Records held in a dataset
= = = = =

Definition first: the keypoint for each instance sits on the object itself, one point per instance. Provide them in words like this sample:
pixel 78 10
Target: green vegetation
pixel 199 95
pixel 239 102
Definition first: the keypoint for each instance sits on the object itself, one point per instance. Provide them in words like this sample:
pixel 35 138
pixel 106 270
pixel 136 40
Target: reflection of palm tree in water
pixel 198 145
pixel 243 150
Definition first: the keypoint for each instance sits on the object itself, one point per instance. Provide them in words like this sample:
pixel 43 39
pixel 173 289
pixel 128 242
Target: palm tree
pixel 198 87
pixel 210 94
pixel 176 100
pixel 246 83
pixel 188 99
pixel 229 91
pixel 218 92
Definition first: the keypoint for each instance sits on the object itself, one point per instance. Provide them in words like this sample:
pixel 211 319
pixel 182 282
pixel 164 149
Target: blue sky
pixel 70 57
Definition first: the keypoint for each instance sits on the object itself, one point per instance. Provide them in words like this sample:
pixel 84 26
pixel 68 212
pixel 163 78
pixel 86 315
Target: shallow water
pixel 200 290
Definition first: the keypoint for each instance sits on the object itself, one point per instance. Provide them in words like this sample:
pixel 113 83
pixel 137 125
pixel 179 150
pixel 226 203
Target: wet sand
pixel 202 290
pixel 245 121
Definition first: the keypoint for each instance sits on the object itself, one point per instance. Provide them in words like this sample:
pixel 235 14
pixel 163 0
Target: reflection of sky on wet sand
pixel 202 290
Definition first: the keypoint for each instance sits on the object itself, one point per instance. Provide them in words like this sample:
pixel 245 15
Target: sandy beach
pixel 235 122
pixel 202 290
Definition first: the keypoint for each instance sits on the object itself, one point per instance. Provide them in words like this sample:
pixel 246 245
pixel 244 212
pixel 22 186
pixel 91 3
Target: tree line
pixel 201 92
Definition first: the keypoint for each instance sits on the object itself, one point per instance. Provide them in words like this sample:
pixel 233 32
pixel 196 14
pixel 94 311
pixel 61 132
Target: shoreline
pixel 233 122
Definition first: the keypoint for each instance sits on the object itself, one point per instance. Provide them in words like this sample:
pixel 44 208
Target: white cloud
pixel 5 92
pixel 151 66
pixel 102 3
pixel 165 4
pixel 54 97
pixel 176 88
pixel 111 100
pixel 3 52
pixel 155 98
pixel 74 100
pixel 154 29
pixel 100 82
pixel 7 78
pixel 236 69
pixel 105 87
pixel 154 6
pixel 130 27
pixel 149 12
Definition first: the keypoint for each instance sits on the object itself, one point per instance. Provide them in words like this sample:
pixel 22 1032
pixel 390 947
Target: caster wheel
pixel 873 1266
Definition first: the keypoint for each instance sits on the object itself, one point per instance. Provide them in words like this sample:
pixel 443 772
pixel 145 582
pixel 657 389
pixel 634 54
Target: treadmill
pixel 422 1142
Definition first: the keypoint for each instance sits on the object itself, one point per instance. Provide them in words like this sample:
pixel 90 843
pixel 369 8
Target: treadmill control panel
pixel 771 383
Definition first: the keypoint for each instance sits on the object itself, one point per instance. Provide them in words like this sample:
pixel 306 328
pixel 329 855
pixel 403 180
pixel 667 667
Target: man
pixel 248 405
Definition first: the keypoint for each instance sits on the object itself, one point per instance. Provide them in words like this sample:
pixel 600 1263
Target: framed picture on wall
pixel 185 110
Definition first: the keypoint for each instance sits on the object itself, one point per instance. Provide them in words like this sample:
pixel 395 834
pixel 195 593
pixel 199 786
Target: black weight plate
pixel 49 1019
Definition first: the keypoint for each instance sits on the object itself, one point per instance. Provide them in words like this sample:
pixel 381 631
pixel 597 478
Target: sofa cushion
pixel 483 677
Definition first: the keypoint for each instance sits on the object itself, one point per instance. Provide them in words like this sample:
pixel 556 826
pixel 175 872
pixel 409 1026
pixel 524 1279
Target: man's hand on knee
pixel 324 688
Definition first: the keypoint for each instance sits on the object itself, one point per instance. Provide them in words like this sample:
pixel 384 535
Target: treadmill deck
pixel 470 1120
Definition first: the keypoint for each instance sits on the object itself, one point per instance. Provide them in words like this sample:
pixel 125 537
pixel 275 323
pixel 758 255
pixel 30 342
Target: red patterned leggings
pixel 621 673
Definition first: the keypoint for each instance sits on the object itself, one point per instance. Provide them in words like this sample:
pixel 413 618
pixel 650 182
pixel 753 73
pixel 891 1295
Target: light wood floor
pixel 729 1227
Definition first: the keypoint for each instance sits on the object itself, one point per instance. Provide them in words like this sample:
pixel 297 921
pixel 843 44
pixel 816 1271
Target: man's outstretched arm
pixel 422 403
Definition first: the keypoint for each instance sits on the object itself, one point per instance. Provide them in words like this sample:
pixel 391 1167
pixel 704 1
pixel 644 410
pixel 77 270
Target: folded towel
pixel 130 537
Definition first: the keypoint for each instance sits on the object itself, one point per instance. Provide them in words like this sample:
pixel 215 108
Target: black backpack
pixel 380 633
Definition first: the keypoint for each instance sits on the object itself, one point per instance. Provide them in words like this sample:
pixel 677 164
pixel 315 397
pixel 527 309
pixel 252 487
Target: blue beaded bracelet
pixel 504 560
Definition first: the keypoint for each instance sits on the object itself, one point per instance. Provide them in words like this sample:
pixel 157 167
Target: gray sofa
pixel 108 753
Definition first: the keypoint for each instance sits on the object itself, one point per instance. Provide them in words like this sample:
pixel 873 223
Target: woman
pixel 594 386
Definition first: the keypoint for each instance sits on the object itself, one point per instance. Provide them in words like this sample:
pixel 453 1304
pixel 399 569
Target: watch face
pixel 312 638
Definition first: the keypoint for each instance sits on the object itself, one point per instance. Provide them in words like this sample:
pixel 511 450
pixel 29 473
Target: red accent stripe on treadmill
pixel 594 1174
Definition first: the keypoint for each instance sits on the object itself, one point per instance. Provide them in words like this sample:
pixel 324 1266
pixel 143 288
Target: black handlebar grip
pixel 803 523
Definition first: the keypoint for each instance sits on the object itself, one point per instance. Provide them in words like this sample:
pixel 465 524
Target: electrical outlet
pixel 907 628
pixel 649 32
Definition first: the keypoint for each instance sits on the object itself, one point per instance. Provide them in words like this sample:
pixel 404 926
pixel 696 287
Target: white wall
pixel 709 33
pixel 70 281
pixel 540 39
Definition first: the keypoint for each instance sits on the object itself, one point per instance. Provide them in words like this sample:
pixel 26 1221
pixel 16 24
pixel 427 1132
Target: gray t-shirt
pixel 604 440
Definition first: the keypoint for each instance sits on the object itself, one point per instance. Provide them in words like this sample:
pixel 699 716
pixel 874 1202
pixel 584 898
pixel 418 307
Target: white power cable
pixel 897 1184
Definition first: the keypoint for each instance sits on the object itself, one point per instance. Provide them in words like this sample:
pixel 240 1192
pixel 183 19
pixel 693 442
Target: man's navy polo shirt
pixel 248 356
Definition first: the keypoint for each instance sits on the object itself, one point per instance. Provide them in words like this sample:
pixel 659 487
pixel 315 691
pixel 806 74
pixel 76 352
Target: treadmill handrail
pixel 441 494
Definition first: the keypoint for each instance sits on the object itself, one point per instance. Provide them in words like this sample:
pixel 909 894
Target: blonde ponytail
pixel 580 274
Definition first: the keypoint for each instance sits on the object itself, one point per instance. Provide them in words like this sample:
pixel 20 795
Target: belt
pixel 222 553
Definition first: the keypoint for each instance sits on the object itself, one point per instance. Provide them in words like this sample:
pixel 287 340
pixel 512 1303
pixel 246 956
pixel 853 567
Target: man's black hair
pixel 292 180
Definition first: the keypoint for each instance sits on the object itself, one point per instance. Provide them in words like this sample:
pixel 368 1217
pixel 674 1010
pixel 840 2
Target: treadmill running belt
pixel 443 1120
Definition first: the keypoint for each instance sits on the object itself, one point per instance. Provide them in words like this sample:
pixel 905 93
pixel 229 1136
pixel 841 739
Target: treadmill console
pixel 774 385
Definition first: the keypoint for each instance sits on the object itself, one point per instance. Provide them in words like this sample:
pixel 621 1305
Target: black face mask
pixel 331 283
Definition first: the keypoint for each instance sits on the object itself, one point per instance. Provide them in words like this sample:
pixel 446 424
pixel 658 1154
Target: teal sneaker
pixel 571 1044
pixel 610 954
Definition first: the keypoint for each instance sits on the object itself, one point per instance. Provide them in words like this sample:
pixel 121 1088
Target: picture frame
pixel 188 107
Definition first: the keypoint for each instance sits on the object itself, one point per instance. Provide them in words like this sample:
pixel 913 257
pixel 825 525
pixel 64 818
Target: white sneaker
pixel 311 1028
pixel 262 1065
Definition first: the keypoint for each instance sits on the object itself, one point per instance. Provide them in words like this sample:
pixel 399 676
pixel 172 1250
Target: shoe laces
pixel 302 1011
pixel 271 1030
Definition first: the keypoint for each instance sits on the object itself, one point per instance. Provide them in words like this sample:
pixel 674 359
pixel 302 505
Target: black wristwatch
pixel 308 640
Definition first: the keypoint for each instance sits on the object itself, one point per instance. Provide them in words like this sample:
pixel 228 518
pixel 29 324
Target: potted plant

= = = = =

Aim.
Write out the entries above word for word, starting at the very first line and ending at the line that contains "pixel 239 102", with both of those lines included.

Answer to this exercise.
Definition first: the keypoint for each instance sits on the object itself, one point per instance. Provide them in words like this sample:
pixel 78 10
Target: green vegetation
pixel 199 95
pixel 239 102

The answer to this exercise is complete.